*EXERCISE*.
Turn the stretch of lines from the one containing "Can you spot the lawn" through the one containing "x=298, y=106", both included, into a Markdown table with the columns Row and Line, leaving out blank lines.

*LISTED ENTRIES*.
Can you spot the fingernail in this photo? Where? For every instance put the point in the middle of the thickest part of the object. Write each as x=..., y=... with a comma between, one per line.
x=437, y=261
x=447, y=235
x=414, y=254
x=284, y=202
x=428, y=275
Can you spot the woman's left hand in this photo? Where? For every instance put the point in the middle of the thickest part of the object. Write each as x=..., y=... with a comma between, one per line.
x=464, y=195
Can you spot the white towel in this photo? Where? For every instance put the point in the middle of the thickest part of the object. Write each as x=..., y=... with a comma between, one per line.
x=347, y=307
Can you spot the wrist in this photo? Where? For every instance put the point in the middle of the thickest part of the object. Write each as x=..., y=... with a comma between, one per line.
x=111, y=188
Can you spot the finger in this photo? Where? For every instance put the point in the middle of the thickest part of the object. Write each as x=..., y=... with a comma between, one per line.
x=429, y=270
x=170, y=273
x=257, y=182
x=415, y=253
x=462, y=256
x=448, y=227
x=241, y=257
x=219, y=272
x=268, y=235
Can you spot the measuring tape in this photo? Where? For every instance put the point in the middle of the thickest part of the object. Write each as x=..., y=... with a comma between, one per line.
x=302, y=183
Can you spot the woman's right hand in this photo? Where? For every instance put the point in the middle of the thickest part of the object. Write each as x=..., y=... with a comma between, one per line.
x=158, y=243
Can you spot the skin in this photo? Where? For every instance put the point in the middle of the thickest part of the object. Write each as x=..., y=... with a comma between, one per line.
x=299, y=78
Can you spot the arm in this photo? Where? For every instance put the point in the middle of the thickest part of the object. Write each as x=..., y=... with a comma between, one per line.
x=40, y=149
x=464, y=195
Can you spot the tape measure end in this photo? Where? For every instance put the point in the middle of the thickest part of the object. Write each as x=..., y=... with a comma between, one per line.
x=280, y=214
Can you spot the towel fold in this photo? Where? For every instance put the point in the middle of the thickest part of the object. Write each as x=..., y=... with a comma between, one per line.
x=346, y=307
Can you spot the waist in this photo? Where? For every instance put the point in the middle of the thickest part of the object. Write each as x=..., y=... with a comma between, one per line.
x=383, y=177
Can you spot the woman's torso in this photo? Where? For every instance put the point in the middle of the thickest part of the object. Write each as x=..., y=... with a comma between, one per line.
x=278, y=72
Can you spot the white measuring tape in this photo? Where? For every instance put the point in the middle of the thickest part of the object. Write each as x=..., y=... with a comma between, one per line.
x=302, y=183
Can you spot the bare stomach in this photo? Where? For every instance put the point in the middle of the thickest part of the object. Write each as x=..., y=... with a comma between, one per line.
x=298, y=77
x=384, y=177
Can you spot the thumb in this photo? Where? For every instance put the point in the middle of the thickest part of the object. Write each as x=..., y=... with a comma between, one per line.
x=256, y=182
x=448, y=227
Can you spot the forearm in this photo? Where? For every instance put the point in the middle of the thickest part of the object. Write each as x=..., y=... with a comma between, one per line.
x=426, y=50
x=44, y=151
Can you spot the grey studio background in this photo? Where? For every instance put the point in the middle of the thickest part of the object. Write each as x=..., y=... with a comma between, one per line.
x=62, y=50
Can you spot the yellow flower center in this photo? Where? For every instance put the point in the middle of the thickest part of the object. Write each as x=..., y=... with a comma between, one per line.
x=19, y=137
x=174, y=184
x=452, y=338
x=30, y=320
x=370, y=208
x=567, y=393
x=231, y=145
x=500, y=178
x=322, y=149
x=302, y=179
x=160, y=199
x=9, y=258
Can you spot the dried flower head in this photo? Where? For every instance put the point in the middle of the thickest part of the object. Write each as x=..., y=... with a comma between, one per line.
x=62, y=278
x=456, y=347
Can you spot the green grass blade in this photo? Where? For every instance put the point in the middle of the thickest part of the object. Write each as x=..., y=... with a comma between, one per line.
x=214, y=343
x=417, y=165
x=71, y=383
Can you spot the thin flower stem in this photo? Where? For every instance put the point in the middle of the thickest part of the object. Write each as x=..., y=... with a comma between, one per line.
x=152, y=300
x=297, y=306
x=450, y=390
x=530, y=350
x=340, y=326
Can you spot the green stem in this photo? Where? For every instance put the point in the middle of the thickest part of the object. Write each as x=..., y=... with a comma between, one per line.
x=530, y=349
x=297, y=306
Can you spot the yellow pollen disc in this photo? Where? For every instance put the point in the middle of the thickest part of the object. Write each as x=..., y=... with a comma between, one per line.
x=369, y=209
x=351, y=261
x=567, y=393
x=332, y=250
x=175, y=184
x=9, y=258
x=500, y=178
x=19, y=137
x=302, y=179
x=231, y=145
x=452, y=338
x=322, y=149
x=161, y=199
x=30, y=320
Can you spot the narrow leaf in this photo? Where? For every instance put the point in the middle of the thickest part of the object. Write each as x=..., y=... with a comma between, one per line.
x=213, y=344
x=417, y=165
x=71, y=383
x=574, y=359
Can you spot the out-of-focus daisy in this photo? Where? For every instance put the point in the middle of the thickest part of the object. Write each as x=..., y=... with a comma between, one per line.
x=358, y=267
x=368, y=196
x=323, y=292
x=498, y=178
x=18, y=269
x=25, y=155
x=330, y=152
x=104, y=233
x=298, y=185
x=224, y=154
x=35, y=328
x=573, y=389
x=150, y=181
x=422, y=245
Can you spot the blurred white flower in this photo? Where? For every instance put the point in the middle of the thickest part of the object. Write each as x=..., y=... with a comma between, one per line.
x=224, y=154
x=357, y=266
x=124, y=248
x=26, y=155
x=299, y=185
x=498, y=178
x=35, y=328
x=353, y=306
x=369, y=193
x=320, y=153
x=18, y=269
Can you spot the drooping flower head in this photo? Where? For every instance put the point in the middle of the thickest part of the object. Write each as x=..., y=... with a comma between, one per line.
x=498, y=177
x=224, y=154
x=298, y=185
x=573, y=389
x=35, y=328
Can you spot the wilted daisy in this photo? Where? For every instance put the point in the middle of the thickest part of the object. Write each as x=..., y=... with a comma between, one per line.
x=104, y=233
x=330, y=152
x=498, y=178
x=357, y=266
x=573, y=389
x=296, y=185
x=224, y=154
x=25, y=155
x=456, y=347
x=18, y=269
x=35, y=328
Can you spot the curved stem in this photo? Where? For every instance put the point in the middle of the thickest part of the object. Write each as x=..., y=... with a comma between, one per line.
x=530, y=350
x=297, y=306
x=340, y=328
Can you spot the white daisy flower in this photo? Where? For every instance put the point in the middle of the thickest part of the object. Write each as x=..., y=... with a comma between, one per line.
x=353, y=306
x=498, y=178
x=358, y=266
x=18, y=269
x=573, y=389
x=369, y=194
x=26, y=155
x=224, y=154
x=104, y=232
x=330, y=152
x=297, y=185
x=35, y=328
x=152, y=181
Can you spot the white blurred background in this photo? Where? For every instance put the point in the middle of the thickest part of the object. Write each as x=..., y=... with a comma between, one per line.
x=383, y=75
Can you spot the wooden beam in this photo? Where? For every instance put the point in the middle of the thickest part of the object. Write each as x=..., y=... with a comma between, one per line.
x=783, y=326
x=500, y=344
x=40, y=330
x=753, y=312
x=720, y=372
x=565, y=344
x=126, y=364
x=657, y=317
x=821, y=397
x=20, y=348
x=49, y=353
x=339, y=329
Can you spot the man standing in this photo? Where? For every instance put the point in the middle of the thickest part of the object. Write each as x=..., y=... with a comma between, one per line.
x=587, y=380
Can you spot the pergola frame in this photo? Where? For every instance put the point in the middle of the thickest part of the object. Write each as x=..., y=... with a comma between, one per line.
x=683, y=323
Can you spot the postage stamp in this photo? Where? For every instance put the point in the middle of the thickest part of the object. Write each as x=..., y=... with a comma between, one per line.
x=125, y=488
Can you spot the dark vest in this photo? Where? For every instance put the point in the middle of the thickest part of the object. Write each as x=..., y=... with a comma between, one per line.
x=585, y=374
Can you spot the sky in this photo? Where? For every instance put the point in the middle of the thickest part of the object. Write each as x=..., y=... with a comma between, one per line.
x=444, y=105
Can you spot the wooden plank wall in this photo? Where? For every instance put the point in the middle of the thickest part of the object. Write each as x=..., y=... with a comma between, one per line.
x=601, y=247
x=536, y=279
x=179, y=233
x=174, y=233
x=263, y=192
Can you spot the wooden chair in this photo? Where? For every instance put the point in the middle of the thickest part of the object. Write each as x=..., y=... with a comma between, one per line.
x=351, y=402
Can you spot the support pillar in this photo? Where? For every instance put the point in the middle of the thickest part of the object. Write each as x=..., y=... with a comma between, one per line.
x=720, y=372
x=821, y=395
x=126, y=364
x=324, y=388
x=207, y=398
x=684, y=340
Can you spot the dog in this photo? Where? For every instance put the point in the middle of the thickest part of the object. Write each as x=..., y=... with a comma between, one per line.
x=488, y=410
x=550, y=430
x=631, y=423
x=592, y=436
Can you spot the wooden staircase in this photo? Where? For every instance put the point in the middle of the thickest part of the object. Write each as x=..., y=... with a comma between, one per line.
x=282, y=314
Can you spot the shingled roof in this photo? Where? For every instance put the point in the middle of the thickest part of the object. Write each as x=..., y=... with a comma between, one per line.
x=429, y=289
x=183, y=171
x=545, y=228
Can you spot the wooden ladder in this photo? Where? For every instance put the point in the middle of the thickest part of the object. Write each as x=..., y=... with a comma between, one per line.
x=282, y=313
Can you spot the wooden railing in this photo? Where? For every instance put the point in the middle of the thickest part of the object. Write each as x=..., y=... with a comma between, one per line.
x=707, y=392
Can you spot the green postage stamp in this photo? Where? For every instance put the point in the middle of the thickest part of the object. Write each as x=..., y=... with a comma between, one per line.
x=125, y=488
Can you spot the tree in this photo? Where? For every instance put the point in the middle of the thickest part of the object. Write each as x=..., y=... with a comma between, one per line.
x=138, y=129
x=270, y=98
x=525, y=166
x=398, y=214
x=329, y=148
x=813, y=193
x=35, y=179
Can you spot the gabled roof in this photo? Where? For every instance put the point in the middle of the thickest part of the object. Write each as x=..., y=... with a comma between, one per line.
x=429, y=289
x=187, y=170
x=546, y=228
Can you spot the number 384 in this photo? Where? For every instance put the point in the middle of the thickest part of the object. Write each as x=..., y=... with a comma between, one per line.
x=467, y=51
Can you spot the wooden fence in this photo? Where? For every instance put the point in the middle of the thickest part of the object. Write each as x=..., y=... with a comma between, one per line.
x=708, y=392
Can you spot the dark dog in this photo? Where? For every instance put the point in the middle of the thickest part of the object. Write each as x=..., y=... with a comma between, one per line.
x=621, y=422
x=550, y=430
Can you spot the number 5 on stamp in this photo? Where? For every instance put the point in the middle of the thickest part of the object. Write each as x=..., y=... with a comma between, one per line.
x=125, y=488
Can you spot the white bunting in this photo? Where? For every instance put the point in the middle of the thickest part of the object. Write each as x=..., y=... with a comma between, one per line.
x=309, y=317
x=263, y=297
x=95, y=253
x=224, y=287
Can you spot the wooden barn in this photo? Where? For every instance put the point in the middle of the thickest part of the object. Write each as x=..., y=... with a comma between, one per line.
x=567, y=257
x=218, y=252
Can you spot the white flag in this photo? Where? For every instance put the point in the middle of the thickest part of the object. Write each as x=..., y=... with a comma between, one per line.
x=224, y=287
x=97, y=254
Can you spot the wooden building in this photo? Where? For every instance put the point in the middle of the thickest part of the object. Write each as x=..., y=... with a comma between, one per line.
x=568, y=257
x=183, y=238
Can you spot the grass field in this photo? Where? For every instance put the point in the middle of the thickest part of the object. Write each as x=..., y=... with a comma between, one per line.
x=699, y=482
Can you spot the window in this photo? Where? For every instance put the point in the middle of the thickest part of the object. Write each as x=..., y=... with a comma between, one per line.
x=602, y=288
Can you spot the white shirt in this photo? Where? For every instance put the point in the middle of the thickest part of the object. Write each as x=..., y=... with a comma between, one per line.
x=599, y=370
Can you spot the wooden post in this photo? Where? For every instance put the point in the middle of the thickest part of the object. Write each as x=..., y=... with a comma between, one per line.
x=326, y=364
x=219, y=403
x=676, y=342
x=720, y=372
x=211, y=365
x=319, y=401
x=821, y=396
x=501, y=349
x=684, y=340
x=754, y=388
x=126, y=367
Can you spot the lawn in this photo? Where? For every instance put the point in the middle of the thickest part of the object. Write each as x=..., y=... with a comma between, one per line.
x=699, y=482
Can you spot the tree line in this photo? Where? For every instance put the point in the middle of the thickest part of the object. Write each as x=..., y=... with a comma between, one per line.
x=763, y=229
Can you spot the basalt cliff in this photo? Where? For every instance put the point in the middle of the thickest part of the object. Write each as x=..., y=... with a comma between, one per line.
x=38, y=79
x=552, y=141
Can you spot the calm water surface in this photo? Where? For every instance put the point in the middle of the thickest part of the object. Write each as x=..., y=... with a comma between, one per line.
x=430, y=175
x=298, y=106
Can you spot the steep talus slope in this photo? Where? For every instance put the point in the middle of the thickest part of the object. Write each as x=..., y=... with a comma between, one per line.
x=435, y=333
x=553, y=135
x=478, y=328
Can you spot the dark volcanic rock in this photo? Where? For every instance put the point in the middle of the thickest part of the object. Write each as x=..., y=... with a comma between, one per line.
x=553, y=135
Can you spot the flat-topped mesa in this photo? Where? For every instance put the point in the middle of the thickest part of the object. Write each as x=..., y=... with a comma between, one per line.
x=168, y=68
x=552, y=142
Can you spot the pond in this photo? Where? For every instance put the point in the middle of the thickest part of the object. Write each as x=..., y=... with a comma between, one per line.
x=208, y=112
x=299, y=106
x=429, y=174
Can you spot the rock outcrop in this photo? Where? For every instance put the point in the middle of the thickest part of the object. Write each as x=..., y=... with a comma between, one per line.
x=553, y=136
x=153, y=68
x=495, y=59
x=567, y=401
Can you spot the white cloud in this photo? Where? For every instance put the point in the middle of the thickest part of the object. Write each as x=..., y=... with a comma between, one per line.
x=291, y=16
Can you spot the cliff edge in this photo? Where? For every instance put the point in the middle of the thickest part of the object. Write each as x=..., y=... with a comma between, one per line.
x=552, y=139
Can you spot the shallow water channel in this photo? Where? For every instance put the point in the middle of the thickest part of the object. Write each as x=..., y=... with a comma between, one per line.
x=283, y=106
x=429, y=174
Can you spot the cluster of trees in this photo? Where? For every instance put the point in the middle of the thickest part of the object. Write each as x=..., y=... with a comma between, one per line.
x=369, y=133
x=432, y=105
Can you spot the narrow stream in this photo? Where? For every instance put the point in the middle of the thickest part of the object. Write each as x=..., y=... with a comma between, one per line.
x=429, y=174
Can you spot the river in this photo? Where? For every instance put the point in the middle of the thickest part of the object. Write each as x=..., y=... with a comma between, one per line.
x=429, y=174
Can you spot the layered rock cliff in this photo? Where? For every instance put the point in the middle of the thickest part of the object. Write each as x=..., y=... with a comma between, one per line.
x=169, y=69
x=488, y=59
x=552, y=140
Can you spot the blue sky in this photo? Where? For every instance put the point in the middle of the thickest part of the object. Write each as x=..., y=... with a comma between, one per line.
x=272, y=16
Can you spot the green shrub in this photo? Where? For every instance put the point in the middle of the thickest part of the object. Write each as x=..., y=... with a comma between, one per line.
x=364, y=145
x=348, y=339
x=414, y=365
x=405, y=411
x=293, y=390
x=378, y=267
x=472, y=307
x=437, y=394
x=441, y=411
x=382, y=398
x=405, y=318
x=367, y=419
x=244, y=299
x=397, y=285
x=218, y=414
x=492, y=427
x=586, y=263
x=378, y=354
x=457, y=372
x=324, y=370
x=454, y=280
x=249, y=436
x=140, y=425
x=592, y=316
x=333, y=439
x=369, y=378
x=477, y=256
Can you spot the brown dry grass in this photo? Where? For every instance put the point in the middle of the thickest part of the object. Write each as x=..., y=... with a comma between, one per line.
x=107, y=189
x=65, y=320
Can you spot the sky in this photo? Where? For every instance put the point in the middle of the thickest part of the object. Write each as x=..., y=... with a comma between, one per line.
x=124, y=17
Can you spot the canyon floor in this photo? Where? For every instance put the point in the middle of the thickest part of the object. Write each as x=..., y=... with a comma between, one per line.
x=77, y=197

*THE COMPLETED TASK*.
| Row | Line |
|---|---|
| 1 | Can you spot the lawn in this photo? Where? For every instance put the point in the middle of the thickest part of the object. Write each as x=..., y=... with a comma between, one per line. |
| 2 | x=699, y=482 |
| 3 | Can you spot the tree line in this photo? Where? For every instance put the point in the middle of the thickest part of the object. Write each as x=..., y=... with a comma between, one per line. |
| 4 | x=763, y=229 |
| 5 | Can you spot the basalt cliff in this photo? Where? For every instance put the point in the middle of the thickest part of the object. Write each as x=..., y=... with a comma between, one per line. |
| 6 | x=38, y=79 |
| 7 | x=552, y=141 |
| 8 | Can you spot the calm water surface in this photo? Where? For every instance put the point in the middle of the thickest part of the object. Write each as x=..., y=... with a comma between, one per line. |
| 9 | x=430, y=175 |
| 10 | x=298, y=106 |